-
Notifications
You must be signed in to change notification settings - Fork 6
Using an Alternative Aligner
Any SV caller relies fundamentally on the correctness of the aligner's alignments output. If an aligner gives an suboptimal alignment, the deduced SV(s) will be meaningless.
Picky uses LAST to generate all possible High-scoring Segment Pairs (HSPs) for a read, and 'pick'-and-stitch the segments into the representative alignments with a greedy algorithm instead of using last-split. Picky's picking does not assume colinearity nor mandate that each read base must only be aligned to at most a single genomic location.

**Dataset excerpts**
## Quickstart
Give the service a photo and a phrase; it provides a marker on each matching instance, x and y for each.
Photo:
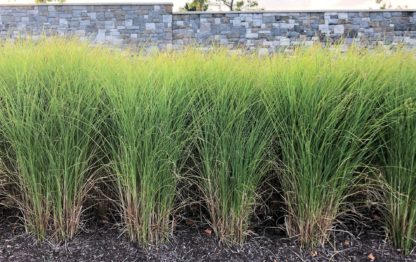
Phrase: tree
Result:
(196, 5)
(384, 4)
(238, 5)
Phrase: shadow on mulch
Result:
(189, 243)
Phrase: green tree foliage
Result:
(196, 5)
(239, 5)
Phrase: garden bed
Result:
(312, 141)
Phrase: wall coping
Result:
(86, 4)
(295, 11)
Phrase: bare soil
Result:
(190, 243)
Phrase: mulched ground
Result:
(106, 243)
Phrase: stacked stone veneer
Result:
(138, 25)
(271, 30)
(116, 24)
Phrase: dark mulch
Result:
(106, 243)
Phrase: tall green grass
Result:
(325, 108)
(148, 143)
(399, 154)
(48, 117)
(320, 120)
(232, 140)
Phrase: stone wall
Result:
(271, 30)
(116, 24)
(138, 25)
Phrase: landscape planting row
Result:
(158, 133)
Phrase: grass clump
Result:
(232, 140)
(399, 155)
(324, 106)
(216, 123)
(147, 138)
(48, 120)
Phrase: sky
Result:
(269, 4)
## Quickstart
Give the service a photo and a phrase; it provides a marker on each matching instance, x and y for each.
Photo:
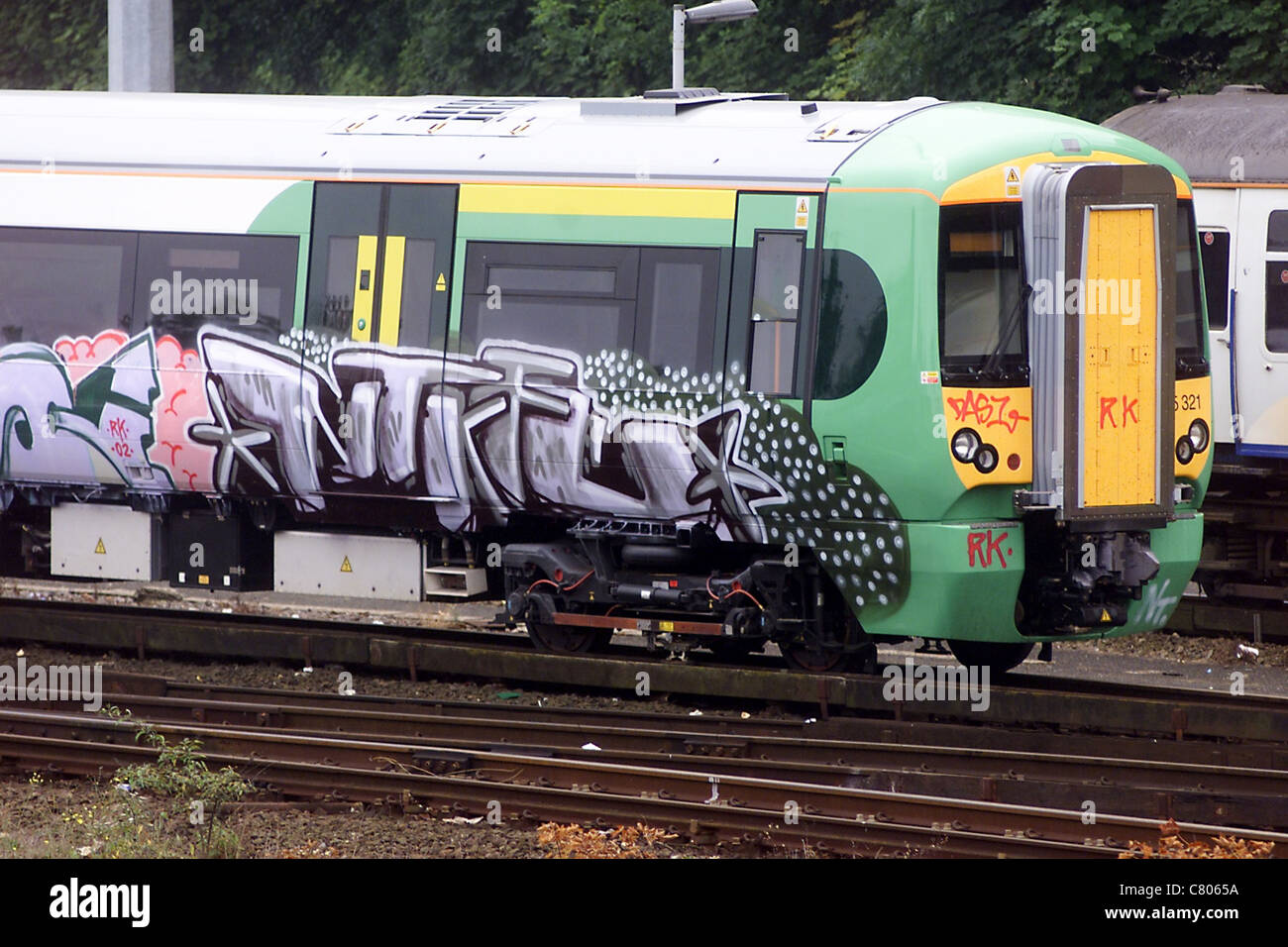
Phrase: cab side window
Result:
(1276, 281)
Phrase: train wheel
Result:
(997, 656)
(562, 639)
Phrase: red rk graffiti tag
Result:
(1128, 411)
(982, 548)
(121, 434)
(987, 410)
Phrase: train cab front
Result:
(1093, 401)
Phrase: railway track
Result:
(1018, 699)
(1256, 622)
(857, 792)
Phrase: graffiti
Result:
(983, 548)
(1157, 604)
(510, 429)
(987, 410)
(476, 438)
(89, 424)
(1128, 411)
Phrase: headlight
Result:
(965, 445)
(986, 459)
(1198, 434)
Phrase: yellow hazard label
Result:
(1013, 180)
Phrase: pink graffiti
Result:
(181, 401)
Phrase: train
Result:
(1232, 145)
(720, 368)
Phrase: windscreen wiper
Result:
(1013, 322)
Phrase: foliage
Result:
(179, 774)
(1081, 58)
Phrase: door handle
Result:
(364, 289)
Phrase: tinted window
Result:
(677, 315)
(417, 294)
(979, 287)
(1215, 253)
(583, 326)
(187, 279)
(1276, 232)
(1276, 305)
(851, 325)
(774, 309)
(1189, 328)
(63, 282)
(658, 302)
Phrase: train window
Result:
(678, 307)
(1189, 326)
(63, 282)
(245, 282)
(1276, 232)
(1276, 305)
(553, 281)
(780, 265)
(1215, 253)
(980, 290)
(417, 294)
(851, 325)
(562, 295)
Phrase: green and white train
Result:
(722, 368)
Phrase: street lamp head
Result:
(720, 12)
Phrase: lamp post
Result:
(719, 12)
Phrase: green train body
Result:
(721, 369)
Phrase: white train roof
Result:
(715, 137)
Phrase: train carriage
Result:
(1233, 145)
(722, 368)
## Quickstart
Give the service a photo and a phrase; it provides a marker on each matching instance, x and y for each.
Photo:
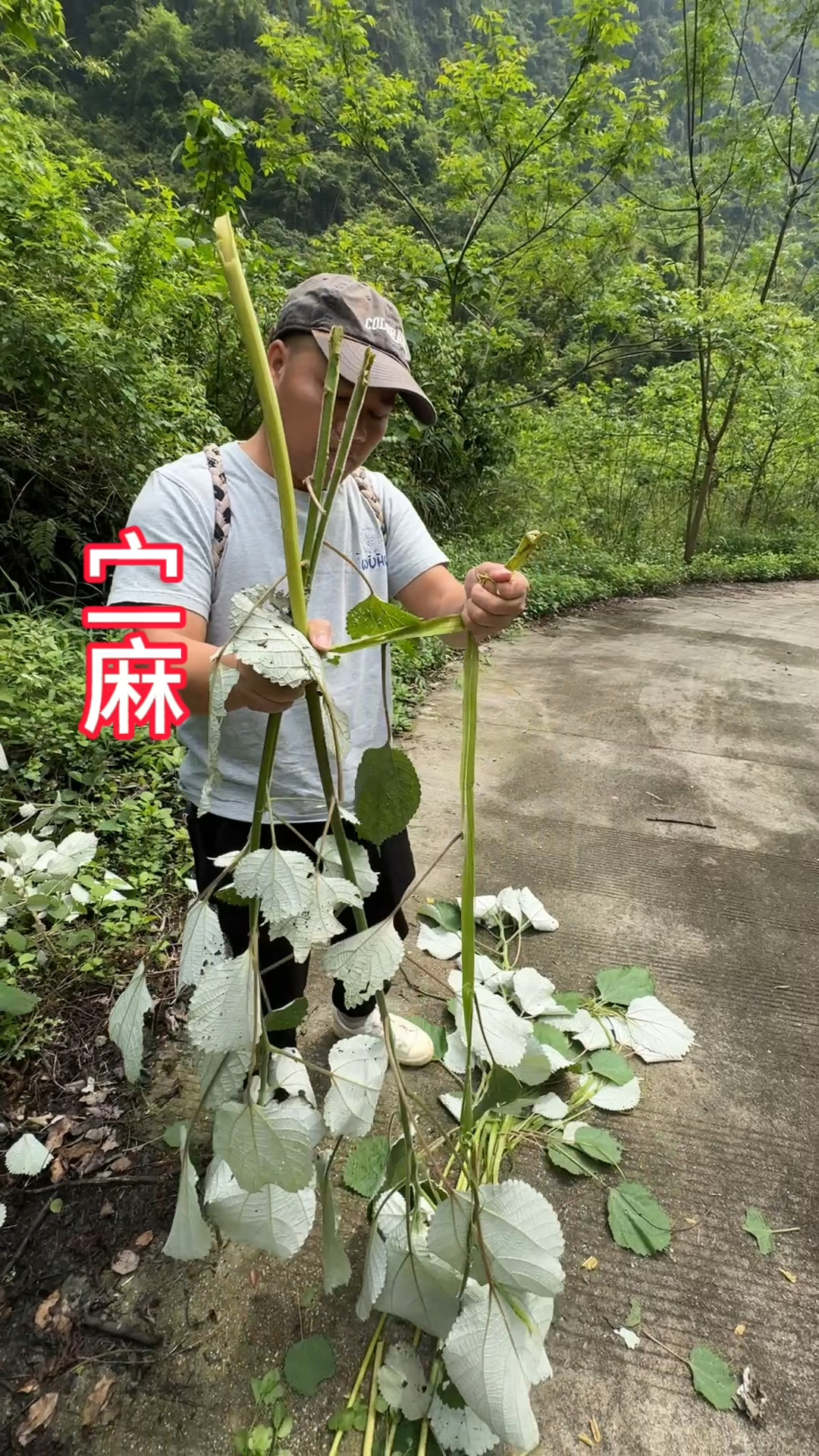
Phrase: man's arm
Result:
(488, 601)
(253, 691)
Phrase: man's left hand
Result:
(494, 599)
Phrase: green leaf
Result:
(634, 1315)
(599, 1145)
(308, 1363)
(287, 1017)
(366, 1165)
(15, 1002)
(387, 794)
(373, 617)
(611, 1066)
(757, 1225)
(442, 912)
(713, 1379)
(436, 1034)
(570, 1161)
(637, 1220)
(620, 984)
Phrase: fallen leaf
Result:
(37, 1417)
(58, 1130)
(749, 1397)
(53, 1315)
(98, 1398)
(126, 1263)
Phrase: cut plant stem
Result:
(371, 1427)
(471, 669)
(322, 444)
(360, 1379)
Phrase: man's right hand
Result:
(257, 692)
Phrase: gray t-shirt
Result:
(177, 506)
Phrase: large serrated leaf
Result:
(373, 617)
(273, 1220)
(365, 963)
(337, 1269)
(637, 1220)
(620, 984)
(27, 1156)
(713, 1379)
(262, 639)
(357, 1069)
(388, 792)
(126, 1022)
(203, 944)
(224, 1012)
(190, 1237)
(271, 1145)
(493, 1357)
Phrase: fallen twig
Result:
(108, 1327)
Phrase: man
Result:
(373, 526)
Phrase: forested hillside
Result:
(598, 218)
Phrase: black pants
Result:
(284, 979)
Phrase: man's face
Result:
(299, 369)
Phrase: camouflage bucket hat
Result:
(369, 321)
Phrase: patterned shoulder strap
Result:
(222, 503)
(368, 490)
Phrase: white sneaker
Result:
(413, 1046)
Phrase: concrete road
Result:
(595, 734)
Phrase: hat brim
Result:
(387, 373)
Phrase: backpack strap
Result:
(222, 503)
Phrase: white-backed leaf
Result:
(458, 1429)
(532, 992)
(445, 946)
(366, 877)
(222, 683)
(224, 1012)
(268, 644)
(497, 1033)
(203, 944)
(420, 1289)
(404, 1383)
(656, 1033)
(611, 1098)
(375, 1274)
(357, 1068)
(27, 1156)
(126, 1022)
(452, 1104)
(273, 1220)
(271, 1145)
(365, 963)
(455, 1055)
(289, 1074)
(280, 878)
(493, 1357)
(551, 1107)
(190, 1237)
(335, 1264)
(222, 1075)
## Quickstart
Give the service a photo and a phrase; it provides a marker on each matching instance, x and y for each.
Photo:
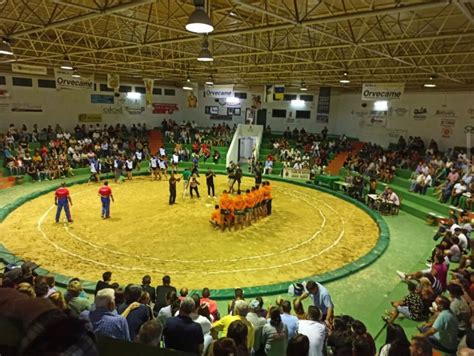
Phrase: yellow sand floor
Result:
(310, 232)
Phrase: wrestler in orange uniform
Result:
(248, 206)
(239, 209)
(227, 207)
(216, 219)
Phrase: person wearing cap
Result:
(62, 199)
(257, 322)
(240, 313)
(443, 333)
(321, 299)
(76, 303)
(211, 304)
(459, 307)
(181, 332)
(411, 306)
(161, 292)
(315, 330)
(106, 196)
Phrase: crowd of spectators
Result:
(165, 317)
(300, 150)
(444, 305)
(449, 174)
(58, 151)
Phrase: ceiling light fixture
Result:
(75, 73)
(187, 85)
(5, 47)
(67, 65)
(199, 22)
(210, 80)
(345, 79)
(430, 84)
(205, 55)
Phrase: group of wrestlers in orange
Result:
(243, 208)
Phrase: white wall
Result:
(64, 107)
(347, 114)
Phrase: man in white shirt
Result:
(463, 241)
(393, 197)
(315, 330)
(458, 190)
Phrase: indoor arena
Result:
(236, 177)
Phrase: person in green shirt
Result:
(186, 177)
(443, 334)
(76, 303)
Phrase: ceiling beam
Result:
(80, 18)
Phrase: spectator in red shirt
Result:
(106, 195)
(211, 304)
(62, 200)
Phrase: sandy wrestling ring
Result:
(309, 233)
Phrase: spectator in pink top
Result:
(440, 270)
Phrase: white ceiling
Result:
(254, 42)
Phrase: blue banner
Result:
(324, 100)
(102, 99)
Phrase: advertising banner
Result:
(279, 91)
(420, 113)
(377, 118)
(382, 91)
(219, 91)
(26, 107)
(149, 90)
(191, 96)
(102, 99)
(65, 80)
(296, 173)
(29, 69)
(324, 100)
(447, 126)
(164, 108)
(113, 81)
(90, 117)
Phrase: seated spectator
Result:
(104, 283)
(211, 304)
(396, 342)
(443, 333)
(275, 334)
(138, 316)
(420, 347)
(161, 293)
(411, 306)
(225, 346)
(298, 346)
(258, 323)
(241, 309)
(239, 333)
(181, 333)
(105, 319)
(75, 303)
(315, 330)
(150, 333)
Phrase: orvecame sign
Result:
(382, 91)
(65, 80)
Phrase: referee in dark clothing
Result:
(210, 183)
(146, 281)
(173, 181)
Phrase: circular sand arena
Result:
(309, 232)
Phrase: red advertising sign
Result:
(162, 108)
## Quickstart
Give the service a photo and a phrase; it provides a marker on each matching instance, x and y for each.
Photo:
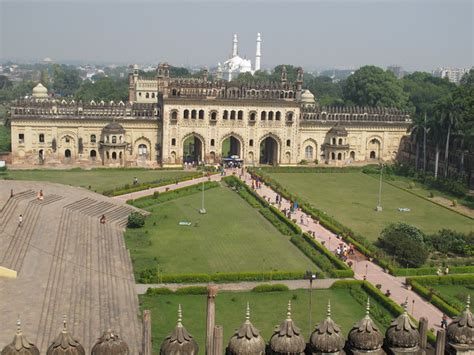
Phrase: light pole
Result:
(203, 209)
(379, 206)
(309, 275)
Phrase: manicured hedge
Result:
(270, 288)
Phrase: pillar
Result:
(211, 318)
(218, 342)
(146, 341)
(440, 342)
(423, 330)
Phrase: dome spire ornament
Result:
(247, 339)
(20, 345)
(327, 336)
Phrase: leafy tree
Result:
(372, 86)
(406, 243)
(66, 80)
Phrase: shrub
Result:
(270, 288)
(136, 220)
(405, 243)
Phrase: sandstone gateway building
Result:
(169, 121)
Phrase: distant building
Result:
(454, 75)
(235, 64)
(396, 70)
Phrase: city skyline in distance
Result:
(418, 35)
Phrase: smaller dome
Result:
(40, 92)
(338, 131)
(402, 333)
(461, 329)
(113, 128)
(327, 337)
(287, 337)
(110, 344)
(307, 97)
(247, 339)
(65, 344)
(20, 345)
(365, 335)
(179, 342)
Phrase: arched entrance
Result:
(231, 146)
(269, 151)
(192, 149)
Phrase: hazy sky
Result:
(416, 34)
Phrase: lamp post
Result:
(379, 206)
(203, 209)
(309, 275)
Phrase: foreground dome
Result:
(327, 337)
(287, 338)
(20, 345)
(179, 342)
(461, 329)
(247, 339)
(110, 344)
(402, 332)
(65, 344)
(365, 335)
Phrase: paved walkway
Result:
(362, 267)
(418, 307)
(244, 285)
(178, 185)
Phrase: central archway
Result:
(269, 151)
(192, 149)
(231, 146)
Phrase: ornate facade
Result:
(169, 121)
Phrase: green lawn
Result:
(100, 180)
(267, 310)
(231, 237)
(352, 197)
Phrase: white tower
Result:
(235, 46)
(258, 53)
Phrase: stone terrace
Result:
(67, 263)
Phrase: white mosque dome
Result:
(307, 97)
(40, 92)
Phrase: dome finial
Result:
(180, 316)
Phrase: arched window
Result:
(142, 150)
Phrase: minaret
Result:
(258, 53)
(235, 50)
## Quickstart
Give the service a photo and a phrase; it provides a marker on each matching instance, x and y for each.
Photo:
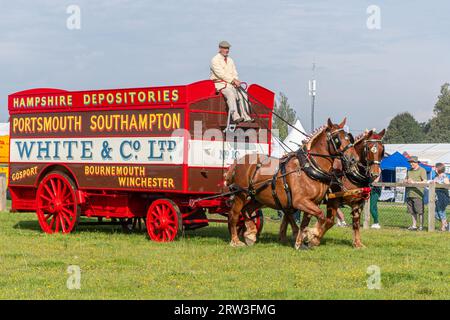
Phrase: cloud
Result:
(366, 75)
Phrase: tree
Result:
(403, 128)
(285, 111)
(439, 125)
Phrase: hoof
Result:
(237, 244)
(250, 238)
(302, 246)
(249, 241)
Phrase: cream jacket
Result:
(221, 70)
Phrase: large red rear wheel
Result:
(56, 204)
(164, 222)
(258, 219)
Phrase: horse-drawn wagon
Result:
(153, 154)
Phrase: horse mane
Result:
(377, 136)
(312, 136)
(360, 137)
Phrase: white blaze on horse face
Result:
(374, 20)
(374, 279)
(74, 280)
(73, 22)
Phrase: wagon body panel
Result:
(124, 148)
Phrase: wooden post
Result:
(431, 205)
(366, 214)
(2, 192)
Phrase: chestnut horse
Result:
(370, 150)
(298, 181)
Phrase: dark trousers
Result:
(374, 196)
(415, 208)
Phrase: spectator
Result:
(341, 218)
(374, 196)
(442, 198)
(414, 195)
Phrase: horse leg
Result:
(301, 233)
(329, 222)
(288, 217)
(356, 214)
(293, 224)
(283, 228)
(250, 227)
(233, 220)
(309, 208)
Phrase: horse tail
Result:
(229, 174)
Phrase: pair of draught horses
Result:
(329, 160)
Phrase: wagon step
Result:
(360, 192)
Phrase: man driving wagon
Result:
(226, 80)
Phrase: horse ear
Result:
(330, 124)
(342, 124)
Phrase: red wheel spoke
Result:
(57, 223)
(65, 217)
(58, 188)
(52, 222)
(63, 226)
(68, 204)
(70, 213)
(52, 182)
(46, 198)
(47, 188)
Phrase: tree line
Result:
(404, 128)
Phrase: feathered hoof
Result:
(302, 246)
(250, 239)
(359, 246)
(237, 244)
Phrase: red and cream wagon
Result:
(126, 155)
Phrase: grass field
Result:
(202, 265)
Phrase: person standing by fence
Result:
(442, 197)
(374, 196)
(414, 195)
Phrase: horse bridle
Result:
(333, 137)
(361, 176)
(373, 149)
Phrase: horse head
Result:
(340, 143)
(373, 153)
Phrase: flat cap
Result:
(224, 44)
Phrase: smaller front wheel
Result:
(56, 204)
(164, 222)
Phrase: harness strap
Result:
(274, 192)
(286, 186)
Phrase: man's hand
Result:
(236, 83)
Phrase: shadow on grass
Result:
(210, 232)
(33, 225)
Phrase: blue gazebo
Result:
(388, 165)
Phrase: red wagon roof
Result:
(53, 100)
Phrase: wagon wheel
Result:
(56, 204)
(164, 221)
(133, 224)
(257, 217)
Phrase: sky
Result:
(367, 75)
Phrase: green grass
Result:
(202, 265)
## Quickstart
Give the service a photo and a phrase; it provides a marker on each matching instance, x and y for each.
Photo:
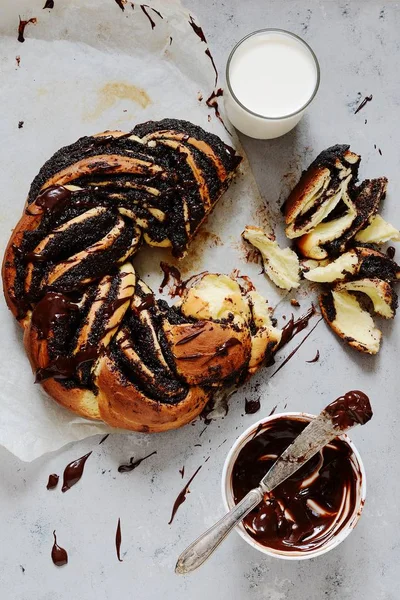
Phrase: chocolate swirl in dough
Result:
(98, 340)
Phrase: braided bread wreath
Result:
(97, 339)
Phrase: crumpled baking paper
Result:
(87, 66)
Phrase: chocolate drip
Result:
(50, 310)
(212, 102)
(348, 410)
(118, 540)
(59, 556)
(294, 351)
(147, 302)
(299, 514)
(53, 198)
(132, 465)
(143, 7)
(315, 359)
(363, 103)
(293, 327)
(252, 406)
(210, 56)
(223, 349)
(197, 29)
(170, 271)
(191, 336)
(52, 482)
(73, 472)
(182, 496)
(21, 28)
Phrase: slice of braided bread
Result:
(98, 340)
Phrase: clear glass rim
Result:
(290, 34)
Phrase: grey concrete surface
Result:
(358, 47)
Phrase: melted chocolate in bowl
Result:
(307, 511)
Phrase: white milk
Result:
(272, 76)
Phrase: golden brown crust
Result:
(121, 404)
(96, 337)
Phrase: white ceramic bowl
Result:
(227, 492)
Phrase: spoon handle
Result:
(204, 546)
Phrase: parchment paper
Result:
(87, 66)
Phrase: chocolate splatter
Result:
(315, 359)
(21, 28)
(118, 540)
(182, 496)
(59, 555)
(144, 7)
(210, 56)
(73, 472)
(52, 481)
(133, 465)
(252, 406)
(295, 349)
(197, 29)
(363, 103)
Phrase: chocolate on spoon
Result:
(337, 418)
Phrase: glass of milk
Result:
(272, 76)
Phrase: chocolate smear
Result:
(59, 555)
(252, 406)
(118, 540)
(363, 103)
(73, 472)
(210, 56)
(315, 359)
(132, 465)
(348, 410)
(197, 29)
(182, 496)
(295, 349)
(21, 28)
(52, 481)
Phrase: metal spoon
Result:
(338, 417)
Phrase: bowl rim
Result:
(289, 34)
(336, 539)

**What is needed**
Rewrite the stretch of the page on using an alternative aligner from "Picky uses LAST" through "single genomic location.", putting "heuristic algorithm" in place of "greedy algorithm".

**Reply**
Picky uses LAST to generate all possible High-scoring Segment Pairs (HSPs) for a read, and 'pick'-and-stitch the segments into the representative alignments with a heuristic algorithm instead of using last-split. Picky's picking does not assume colinearity nor mandate that each read base must only be aligned to at most a single genomic location.